┌────────

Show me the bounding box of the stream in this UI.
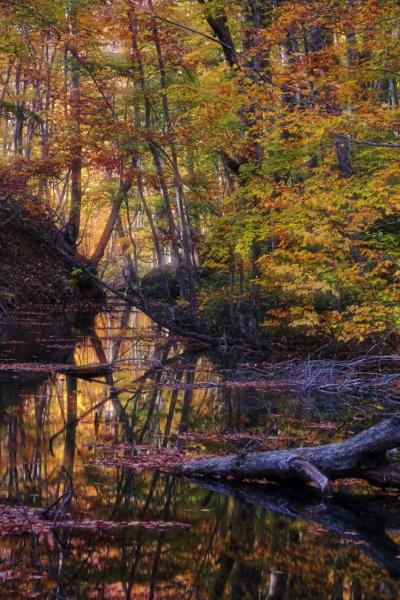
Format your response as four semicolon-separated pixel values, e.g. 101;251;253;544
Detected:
0;305;400;600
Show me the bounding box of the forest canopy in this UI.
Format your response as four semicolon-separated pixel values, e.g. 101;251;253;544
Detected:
0;0;400;344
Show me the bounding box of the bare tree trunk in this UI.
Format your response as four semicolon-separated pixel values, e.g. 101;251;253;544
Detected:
66;1;82;246
177;416;400;495
90;179;132;267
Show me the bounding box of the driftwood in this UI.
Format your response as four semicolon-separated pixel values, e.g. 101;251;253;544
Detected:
0;363;114;380
177;416;400;496
189;478;400;579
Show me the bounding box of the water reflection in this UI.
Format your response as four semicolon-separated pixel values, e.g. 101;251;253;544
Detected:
0;307;400;600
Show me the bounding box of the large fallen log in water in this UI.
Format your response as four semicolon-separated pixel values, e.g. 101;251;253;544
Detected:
176;416;400;495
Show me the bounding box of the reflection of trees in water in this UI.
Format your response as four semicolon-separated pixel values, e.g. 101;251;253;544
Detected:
0;310;400;600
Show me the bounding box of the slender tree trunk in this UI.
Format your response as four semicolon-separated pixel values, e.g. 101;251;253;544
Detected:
67;0;82;246
90;179;132;267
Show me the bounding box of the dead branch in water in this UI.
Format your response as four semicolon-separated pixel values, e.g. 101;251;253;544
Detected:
175;416;400;496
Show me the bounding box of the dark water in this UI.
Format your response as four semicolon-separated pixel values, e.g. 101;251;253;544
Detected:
0;307;400;600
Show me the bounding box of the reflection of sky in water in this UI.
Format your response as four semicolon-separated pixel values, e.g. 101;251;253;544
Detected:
0;310;400;600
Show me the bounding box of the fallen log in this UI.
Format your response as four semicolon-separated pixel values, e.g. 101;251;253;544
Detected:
189;479;400;578
176;416;400;496
0;362;114;379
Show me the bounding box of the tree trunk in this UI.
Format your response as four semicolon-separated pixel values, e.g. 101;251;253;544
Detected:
177;416;400;495
90;179;132;267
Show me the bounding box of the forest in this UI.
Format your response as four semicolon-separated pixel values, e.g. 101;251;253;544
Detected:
0;0;400;349
0;0;400;600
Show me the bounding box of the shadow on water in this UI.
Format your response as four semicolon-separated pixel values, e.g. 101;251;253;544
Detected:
0;306;400;600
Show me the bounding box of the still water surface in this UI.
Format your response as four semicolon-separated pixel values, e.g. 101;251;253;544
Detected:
0;306;400;600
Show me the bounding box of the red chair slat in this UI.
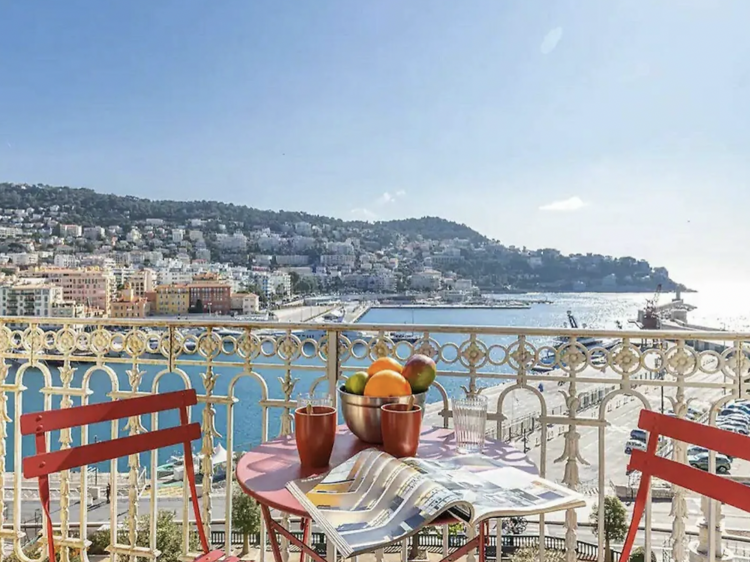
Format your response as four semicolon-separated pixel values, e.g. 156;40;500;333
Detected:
23;423;201;478
193;550;229;562
21;389;224;562
638;410;750;460
620;410;750;560
630;451;750;511
21;388;198;435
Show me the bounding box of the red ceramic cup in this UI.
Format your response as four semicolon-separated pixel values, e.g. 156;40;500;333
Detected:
294;406;336;468
380;404;422;458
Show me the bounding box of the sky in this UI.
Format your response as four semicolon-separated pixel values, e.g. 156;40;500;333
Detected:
0;0;750;294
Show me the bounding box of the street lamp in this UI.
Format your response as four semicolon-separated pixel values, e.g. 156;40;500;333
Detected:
94;435;99;486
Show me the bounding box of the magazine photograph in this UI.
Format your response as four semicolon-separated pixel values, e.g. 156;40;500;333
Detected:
287;449;585;557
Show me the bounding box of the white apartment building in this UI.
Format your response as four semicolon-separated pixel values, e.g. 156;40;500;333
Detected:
326;242;354;255
276;255;310;267
219;232;247;252
253;271;292;298
258;234;284;252
291;236;315;252
320;253;354;267
410;269;443;291
6;252;39;267
0;279;62;317
60;224;83;238
232;293;260;315
156;269;194;285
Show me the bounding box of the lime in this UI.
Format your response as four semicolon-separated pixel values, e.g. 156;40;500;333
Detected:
344;371;368;395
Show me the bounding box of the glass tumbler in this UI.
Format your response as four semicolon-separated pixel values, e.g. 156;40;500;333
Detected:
453;395;487;454
297;392;333;408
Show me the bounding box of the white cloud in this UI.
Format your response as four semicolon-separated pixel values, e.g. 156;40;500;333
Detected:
539;196;588;212
378;189;406;205
378;191;396;205
539;27;562;55
349;207;378;221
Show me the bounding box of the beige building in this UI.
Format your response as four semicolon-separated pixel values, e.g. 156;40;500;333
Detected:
110;283;151;318
128;269;156;297
232;293;260;315
31;268;117;316
50;301;89;318
0;279;62;317
156;285;190;316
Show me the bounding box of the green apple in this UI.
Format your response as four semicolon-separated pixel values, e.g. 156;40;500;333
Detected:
344;371;369;396
401;355;437;394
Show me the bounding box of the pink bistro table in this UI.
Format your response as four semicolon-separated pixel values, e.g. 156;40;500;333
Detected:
236;426;538;562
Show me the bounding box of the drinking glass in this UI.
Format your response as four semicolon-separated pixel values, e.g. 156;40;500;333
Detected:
297;392;333;408
453;395;487;454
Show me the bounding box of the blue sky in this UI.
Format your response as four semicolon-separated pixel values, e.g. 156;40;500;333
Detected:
0;0;750;286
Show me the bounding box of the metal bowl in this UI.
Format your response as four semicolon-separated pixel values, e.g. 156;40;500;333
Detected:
338;386;427;444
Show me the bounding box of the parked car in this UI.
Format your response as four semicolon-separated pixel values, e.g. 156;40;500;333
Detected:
688;452;732;474
685;406;706;421
630;429;648;443
719;405;750;421
716;420;750;435
716;413;750;427
625;439;646;455
725;400;750;415
687;445;734;462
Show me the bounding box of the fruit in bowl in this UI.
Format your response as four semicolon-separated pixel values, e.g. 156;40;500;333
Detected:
401;355;437;392
364;369;412;398
344;371;370;395
338;355;436;443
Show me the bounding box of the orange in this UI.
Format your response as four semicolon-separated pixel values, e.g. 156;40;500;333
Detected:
365;369;411;398
367;357;404;376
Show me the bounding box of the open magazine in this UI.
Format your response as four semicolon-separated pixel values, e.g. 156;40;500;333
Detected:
287;449;585;557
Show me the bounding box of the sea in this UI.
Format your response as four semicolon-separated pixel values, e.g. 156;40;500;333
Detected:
5;291;750;471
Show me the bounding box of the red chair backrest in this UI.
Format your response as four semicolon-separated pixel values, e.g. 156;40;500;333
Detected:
21;389;209;562
628;410;750;511
620;410;750;560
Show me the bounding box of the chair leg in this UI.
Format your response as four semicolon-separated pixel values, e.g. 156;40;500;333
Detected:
299;519;312;562
620;473;651;561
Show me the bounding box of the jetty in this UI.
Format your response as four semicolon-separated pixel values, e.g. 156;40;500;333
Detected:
373;302;531;310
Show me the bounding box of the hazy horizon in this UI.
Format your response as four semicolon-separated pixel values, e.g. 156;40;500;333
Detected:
0;0;750;290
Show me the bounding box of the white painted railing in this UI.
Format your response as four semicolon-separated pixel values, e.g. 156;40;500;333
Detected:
0;318;750;562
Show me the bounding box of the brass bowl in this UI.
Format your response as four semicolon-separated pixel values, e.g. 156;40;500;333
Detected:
338;386;427;444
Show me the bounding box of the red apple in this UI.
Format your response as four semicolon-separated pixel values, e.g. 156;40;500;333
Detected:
401;355;437;394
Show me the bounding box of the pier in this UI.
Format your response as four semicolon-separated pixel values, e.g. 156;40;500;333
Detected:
372;302;531;310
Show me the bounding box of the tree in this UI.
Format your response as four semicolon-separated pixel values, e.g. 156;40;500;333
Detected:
628;546;656;562
232;484;260;556
289;271;300;291
510;546;565;562
590;496;628;562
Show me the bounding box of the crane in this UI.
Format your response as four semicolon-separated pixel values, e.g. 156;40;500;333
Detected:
642;283;661;330
646;283;661;310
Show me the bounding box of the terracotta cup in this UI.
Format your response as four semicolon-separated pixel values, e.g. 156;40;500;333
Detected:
380;404;422;458
294;406;336;468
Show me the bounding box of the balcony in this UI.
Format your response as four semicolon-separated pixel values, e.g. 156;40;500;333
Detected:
0;318;750;562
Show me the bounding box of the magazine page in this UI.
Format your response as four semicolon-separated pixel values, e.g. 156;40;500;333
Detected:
402;454;586;522
287;449;470;557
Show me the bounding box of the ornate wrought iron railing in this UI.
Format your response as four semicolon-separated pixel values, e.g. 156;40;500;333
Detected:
0;318;750;562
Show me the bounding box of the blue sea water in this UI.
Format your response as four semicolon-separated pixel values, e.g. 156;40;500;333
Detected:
6;293;750;470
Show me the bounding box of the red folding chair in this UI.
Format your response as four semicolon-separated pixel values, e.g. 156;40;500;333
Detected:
620;410;750;561
21;389;239;562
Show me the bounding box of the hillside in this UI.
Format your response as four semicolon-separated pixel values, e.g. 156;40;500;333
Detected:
0;183;486;243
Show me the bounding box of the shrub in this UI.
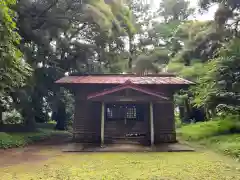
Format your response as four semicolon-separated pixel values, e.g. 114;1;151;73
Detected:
177;116;240;140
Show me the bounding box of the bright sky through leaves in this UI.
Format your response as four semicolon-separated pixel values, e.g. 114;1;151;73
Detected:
152;0;217;21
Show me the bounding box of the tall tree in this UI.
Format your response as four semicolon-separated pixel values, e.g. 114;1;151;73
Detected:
0;0;31;123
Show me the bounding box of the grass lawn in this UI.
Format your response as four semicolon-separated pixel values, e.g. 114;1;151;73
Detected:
0;150;240;180
177;120;240;161
0;123;71;149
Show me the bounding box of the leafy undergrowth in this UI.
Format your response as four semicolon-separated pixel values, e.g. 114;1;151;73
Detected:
0;124;71;149
0;152;240;180
177;120;240;159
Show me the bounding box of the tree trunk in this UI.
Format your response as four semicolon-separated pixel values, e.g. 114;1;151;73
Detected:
0;106;3;126
184;98;191;123
128;36;133;73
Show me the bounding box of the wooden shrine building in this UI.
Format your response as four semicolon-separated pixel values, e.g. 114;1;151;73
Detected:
56;74;193;145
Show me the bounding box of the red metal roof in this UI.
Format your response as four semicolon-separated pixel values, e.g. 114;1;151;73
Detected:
56;74;194;85
87;80;168;100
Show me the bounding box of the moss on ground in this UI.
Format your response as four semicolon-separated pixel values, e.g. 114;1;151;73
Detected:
0;151;240;180
177;120;240;160
0;123;70;149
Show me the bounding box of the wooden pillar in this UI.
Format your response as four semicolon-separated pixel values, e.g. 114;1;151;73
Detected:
101;102;105;145
150;102;154;146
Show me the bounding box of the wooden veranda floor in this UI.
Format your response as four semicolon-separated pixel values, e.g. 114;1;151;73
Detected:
62;143;194;152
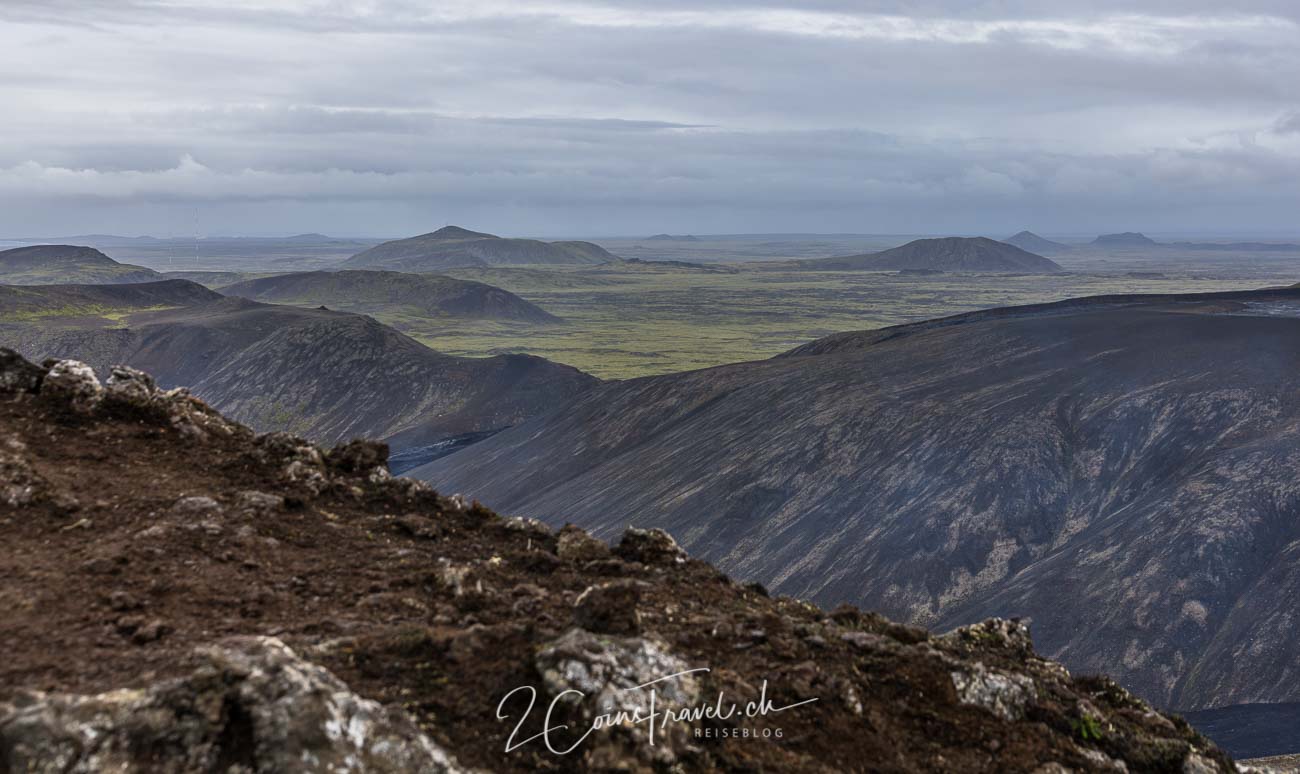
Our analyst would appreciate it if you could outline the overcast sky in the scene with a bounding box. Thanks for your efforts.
[0,0,1300,235]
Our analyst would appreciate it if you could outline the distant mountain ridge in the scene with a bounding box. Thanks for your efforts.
[221,271,563,324]
[412,290,1300,709]
[1002,232,1070,255]
[1092,232,1158,247]
[341,226,619,272]
[0,245,163,285]
[800,237,1063,273]
[0,292,597,450]
[0,280,221,321]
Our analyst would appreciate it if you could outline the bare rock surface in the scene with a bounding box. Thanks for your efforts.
[0,351,1235,774]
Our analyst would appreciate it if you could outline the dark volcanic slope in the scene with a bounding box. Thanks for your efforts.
[413,290,1300,709]
[0,353,1235,774]
[221,271,560,323]
[1002,232,1070,255]
[0,280,221,321]
[0,298,595,447]
[0,245,163,285]
[343,226,619,272]
[802,237,1061,273]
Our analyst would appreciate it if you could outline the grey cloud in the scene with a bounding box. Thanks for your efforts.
[0,0,1300,234]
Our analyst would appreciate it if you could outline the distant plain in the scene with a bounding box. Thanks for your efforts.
[12,234,1300,379]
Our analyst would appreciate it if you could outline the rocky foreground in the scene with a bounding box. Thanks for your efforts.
[0,350,1258,774]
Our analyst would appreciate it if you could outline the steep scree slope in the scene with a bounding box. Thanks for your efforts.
[412,290,1300,709]
[0,351,1235,774]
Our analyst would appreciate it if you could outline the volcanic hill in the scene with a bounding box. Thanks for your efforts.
[0,288,597,450]
[342,226,619,272]
[0,245,163,285]
[1002,232,1070,255]
[412,289,1300,709]
[1092,232,1160,247]
[221,271,563,324]
[0,351,1236,774]
[800,237,1062,273]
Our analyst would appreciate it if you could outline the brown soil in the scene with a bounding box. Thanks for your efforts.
[0,353,1231,771]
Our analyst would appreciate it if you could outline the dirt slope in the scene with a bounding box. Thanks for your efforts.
[0,353,1232,774]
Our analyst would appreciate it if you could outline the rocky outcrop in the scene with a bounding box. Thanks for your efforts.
[0,353,1234,774]
[0,637,465,774]
[411,290,1300,709]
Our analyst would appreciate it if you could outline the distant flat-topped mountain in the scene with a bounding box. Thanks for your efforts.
[802,237,1062,273]
[0,280,221,321]
[0,245,163,285]
[0,295,597,449]
[1092,232,1158,247]
[412,290,1300,709]
[343,226,619,272]
[221,271,562,324]
[1002,232,1070,255]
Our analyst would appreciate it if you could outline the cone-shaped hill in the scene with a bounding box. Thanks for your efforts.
[801,237,1062,273]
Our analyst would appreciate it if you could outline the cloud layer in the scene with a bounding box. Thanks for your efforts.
[0,0,1300,235]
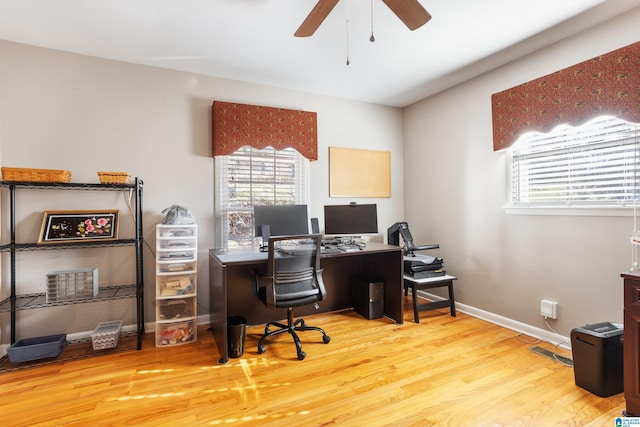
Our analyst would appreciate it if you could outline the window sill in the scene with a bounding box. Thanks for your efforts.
[503,206,640,217]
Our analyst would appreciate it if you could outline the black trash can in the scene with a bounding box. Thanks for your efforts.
[227,316,247,358]
[571,322,624,397]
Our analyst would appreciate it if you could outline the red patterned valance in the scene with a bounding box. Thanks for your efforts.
[212,101,318,160]
[491,42,640,151]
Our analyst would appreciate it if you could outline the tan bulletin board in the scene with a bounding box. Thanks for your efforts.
[329,147,391,197]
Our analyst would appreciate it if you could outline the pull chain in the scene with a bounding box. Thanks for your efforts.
[369,0,376,43]
[347,2,349,65]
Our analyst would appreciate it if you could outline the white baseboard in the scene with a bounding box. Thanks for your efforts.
[0,308,571,357]
[418,291,571,350]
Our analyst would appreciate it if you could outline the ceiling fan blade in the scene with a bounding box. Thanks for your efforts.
[382,0,431,31]
[293,0,339,37]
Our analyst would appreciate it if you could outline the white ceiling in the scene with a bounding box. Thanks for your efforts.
[0,0,639,107]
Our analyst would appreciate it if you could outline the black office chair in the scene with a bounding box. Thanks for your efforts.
[254,234,331,360]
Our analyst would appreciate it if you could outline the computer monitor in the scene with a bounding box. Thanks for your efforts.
[253,205,309,237]
[324,203,378,236]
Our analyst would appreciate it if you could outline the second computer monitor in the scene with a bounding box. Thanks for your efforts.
[324,204,378,236]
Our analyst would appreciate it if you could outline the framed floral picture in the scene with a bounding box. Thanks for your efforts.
[38,210,118,243]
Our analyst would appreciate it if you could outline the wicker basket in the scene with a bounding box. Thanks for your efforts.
[2,167,71,182]
[98,172,129,184]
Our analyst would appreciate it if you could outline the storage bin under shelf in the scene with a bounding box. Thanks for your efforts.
[156,318,197,347]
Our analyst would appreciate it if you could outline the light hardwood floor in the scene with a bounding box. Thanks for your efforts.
[0,299,625,426]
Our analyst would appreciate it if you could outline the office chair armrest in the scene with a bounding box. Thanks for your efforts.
[413,243,440,251]
[316,269,327,301]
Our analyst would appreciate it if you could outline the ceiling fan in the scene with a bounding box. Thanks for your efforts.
[294,0,431,37]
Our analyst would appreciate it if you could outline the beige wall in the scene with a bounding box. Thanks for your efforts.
[404,8,640,336]
[0,41,404,342]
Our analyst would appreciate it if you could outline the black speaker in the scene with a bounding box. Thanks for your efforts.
[311,218,320,234]
[260,224,271,251]
[353,280,384,320]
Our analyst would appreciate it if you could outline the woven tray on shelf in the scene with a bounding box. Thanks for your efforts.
[2,167,71,182]
[98,172,129,184]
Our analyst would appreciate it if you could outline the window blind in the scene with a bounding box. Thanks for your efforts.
[510,116,640,206]
[216,146,309,247]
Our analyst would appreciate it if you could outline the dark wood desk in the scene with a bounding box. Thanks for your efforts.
[622,271,640,417]
[209,242,404,363]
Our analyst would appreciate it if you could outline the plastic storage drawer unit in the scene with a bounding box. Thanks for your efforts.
[571,322,624,397]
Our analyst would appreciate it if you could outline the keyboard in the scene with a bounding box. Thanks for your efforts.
[338,245,361,252]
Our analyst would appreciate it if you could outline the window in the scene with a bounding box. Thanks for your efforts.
[216,147,309,248]
[509,116,640,207]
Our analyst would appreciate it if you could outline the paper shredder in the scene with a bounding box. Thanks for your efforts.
[571,322,624,397]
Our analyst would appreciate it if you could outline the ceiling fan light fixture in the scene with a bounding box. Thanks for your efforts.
[293,0,431,37]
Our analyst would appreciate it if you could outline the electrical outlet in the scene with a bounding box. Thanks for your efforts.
[540,299,558,319]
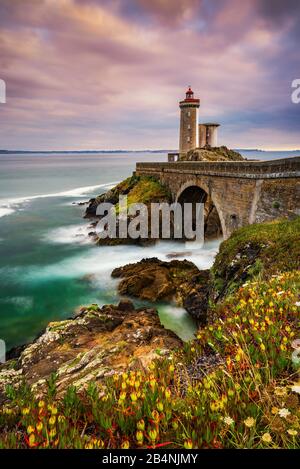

└────────

§ TASK PROMPT
Reproduce the lines above verbatim, beginning with the line containing "Show me the bounding box of the beige" and continuing through the line containing "687;445;734;462", both included.

§ TASK OUTPUT
Show me the bounding box of the beige building in this UI.
Format your response as four semicolon-separated pixel values, e.g. 156;40;500;333
Detected:
110;283;151;318
128;269;156;297
232;293;260;315
31;268;117;316
50;301;89;318
0;279;62;317
156;285;190;316
Show me the bounding box of the green apple in this UI.
Format your response as four semicolon-separated pixel values, e.g. 156;40;500;333
Detected:
344;371;369;396
401;355;437;394
Show me the bounding box of the pink bistro table in this UI.
Format your response as four semicolon-separated pixel values, e.g. 156;40;500;333
Detected:
236;426;538;562
Show me the bounding box of the drinking glass in this UI.
Format your response as four semicolon-separated pixel values, e.g. 156;40;500;333
Detected:
297;392;333;408
453;395;487;454
Show me the bounding box of the blue sky in this UI.
Format your response as four semicolon-separated pixel values, e.g. 156;40;500;333
Detected:
0;0;750;286
Show me the bounding box of the metal bowl in this UI.
Format your response as four semicolon-separated pixel values, e.g. 156;40;500;333
Detected:
338;386;427;444
Show me the bounding box of the parked car in this UI.
Format your response as four semicolon-separated pixel values, e.g. 156;40;500;333
Detected:
688;452;732;474
685;406;706;421
630;429;648;443
719;405;750;421
716;420;750;435
716;413;750;427
625;439;646;455
725;400;750;415
687;445;734;462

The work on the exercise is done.